WHAT IS BEING ASKED: The full listing, copied exactly, is the required output.

INPUT DATA:
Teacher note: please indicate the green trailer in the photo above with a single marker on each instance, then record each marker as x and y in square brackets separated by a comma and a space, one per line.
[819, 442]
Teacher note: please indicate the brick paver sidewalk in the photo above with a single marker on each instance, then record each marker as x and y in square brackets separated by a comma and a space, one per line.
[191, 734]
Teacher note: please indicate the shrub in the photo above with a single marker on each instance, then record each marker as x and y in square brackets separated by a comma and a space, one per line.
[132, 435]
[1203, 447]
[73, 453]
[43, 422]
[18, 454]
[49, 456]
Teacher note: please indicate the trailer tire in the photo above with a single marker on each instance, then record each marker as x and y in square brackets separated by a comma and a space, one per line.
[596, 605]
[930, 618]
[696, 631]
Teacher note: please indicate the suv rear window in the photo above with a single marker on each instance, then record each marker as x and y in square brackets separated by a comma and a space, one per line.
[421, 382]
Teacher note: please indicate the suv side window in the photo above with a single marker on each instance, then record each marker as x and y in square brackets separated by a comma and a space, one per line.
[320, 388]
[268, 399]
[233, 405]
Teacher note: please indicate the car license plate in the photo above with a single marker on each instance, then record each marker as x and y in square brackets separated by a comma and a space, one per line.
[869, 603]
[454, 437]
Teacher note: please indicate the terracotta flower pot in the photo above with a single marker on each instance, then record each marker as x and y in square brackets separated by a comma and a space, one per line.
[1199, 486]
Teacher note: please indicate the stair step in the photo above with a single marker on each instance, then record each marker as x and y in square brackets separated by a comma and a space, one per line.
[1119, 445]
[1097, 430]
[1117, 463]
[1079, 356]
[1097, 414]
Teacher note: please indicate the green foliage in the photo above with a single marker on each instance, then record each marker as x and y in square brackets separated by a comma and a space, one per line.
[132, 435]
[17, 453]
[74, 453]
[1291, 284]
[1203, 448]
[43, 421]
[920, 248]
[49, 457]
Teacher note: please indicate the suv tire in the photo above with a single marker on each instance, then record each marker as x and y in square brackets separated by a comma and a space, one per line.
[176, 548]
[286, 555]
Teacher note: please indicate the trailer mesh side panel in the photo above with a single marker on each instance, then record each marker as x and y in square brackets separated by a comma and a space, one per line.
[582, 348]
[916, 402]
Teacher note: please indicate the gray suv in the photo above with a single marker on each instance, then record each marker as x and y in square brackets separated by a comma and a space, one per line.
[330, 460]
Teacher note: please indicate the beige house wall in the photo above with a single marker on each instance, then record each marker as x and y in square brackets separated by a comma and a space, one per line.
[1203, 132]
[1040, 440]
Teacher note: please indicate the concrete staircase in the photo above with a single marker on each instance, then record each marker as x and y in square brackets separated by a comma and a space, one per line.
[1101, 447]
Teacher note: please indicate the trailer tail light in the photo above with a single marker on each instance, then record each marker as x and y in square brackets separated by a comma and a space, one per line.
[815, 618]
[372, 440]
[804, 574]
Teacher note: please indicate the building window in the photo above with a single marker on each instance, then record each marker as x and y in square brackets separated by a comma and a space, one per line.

RESULT OF THE EXERCISE:
Teacher note: please indicate the green trailer in the photo above with a single marker on each instance, then record each marker as x and y in square brackets separated by a comma and a space, one per line.
[819, 442]
Teacher note: please indicate the brick paver sidewalk in the photo above with a single marker on each instance, then record each marker as x and y in square brackets separated by a comma and a space, one per line.
[191, 734]
Teacher note: please indicate the shrub in the photo above with a single marker on each instance, then record each marker as x and y in square brackets separated by a comma and a space, one per line.
[132, 435]
[1203, 447]
[73, 453]
[43, 422]
[18, 454]
[49, 456]
Teacher note: please indicate the trailer tire in the photo above with a single marker on each instance, then record each marker as x and y in square brackets separated by a comma and a space, one per line.
[596, 605]
[930, 618]
[696, 631]
Teacher note: please indicate the suv rear window in the photo above with a single marker on each instance, then record each marker as x and y in square brackets separated by a comma and a space, one per line.
[421, 382]
Teacher note: please indicate the suv side window in the photo above with a single marker on each instance, then record each marker as x and y in square brackets separated by a comma and a space, one per line.
[320, 388]
[268, 399]
[233, 405]
Teacher note: please indicate the car license plate in the photo above with a single marker on each instance, then record each marker as x and y in square brackets separated by a comma and a space, one per line.
[869, 603]
[454, 437]
Teacher note: please indicate the terracotta flower pot in the photo above with a single marker on each instance, then record each marker as x and y in square brackets separated by a comma and a space, one per line.
[1199, 486]
Teacher note: please indicate the stair step in the photo above with a single marker on each instance, then record each marker as x and y in square brackets separated by a comma and a space, one per line.
[1119, 445]
[1097, 430]
[1117, 463]
[1079, 356]
[1097, 414]
Teacher note: please indicate the green foliage in the photo above with a single marker on each instance, then record each marker as x and y in square brackets separated by a comma and a space, one per line.
[132, 435]
[17, 453]
[74, 453]
[1291, 284]
[1203, 448]
[43, 421]
[920, 248]
[49, 457]
Teacher note: please indicate the suv tire in the photo above with a single marker on each instance, then record each marker as x and y in square brackets separated by a comma and a space, one per line.
[176, 548]
[286, 555]
Teacher note: please indicate the trailer mesh side panel in the photo above with a single marker on each instance, then record each marker as x and y in square brackets separated by a comma and a space, one per line.
[582, 348]
[916, 402]
Teacher note: please indicate the gray suv in the photo above with a single marker on each instance, then record each marker as x and y in square brackets separated by a comma and a space, one per line.
[330, 460]
Teacher note: please indicate the beige house wall in the photo above with a single marker on each instance, then record each marker as x and y in square brackets separated by a comma and a space, one per line.
[1203, 132]
[1040, 440]
Teacher note: please indicate the concrete staircase in the photo above with a single marker on each instance, then record each marker as x and y in square brackets separated by a comma and a space, one per line.
[1101, 447]
Teacher note: please indicate the trailer tail light in the photo above with a single marker on each instance, then record each marker as x and y in square brackets separated by a comma and a space, one per line.
[815, 618]
[372, 440]
[804, 574]
Teacher note: please indicate the building window in the photo above with a single marker on each instance, then record each marker as x and y in square brackets separated by a comma and a space, one per line.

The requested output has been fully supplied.